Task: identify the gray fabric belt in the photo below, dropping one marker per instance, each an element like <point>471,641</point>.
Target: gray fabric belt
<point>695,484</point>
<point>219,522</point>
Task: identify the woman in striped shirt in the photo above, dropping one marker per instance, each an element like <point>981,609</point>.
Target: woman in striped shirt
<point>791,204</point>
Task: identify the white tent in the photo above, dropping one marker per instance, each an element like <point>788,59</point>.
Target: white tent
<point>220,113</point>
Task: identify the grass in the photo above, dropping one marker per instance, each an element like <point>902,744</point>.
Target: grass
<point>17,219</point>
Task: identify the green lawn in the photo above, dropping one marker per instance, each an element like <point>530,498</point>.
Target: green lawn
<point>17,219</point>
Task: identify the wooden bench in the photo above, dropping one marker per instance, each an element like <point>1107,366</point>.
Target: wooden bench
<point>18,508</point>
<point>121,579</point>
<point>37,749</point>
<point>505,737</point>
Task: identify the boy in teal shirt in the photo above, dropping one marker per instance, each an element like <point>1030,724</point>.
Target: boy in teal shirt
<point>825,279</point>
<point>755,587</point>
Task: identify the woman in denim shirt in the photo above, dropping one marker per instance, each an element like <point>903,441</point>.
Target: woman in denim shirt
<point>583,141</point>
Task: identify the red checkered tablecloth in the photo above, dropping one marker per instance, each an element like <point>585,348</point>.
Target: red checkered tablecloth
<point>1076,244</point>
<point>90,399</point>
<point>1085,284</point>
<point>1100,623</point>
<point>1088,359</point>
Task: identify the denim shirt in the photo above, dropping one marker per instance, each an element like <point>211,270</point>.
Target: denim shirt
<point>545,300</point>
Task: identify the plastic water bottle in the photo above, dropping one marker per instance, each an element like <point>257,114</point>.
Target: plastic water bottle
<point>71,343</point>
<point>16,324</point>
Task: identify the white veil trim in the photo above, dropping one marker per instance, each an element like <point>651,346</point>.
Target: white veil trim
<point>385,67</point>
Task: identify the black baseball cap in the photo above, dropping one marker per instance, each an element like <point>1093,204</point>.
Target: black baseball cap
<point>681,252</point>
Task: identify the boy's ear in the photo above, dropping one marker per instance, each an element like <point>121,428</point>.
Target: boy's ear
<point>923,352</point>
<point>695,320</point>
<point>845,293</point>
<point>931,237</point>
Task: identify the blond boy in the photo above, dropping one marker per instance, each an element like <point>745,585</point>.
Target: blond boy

§

Tarea por realizar ▸
Presente como tabla Markdown las líneas que van desde la que contiene "Task: identify the white tent" hasta la que contiene "<point>505,737</point>", ambas incluidas. Use la columna «N.º» para su número correlativo y la columna «Línea» para el texto, y omita las líneas en blanco.

Resultado del ejercicio ▸
| N.º | Línea |
|---|---|
| 1 | Task: identify the white tent in the photo above, dropping one marker per instance, each an element like <point>788,59</point>. |
| 2 | Target: white tent |
| 3 | <point>220,113</point> |
| 4 | Task: identify the grass in the photo above, dropping one marker per instance, each an element like <point>902,744</point>. |
| 5 | Target: grass |
| 6 | <point>17,219</point> |
| 7 | Task: identify the green lawn in the photo above, dropping one marker per instance, each an element like <point>530,498</point>. |
| 8 | Target: green lawn |
| 9 | <point>17,219</point> |
| 10 | Task: identify the wooden bench in the photo above, dropping one marker per instance, each an element like <point>1107,366</point>. |
| 11 | Target: wooden bench |
| 12 | <point>18,508</point> |
| 13 | <point>121,579</point> |
| 14 | <point>37,749</point> |
| 15 | <point>505,737</point> |